**What is expected**.
Set every line of the listing down again, keeping it identical.

**Given entries**.
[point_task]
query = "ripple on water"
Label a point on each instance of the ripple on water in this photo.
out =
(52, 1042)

**Output below**.
[point_task]
query = "ripple on water"
Label a point on each instance of the ripple on water in this photo.
out =
(52, 1042)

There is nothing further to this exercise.